Extract provided
Lunatraktors rework traditional music with influences from post-punk, trip-hop and queer cabaret.
The ‘broken folk’ duo from Margate strip folk down to its bare bones to raise the spirits, mixing tonal percussion, tap-dance and harmonic singing with whistles, drones and analogue synth.
“A sparse, bravely original style.” Robin Denselow, Songlines ★★★★
Lunatraktors are choreographer and percussionist Carli Jefferson (she/her), and vocalist and researcher Clair Le Couteur (they/them). They began in 2017 with the post-apocalyptic question: what’s left when we’ve lost everything? Stripping folk song down to bare bones, Lunatraktors’ ‘broken folk’ blends Le Couteur’s self-taught overtones and four-octave range with a hybrid of tap dance, flamenco and body percussion, which Jefferson developed after touring with STOMP (2001-2004).
The pair turned heads when their percussion-and-vocals debut This Is Broken Folk made MOJO’s Top Ten Folk Albums of 2019, and again when second studio album The Missing Star reached MOJO’s #2 in 2021.

Written request A
List the influences that the Lunatraktors text says the duo brings into its rework of traditional music.
Written request B
Condense the paragraph of the Lunatraktors text beginning "Lunatraktors are choreographer and percussionist" into a short bulleted list that keeps its main facts.
Written request C
In the Lunatraktors text, which album reached #2 on MOJO's list in 2021?

Region labeling records:
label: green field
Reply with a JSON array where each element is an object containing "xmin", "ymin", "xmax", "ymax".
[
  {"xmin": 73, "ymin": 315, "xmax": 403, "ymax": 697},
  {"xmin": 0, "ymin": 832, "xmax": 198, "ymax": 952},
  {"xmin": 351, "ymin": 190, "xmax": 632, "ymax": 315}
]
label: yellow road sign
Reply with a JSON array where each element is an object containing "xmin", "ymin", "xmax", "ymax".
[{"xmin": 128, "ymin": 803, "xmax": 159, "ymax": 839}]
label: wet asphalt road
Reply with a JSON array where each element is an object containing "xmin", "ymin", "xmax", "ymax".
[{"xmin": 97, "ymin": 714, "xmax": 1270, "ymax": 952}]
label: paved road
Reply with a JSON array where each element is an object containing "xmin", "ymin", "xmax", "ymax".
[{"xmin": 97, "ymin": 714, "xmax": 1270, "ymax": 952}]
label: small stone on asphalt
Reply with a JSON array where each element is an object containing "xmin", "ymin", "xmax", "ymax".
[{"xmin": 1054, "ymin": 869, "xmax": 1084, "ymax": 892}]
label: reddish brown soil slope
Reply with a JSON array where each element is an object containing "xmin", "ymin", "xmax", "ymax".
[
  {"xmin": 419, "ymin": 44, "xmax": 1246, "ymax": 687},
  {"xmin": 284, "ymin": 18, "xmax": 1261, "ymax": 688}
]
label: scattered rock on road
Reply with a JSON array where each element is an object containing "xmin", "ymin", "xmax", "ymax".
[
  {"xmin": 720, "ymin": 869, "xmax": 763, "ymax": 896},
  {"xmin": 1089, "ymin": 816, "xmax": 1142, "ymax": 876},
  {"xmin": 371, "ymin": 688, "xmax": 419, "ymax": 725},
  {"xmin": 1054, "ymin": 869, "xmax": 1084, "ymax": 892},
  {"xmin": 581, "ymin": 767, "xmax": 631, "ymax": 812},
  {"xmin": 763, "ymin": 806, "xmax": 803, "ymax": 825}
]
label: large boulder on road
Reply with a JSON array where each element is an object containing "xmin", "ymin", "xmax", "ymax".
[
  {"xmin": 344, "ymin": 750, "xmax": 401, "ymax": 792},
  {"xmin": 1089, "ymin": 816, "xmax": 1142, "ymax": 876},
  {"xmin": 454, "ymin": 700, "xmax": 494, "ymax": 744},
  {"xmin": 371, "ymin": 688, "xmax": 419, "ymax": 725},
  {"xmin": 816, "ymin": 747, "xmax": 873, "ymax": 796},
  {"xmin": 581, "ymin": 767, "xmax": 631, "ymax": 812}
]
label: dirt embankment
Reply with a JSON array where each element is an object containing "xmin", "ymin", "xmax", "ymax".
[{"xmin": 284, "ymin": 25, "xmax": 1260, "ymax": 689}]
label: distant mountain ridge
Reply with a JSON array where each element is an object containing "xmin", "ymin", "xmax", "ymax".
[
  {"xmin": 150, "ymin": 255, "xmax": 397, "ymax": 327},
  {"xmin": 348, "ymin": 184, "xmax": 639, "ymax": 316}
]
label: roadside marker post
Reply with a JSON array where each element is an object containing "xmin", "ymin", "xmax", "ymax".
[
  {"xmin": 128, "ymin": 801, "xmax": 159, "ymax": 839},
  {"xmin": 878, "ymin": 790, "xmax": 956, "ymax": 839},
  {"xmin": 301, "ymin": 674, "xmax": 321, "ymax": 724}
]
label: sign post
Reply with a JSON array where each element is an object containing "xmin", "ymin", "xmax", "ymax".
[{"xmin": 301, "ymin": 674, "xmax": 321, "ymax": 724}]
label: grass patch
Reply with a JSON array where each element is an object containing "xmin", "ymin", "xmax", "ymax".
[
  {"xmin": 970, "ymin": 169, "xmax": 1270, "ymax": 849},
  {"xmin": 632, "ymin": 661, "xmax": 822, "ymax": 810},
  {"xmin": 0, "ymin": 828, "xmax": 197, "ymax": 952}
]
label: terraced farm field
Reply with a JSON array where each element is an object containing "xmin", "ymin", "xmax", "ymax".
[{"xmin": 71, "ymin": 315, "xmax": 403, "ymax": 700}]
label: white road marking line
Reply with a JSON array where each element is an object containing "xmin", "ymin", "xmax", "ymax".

Complete response A
- Post-punk
- Trip-hop
- Queer cabaret

Complete response B
- Members: choreographer and percussionist Carli Jefferson (she/her) and vocalist and researcher Clair Le Couteur (they/them).
- Started in 2017 with the question: what's left when we've lost everything?
- Their 'broken folk' strips folk song to bare bones.
- It combines Le Couteur's self-taught overtones and four-octave range with Jefferson's hybrid of tap dance, flamenco and body percussion.
- Jefferson developed that hybrid after touring with STOMP from 2001 to 2004.

Complete response C
The Missing Star, the duo's second studio album.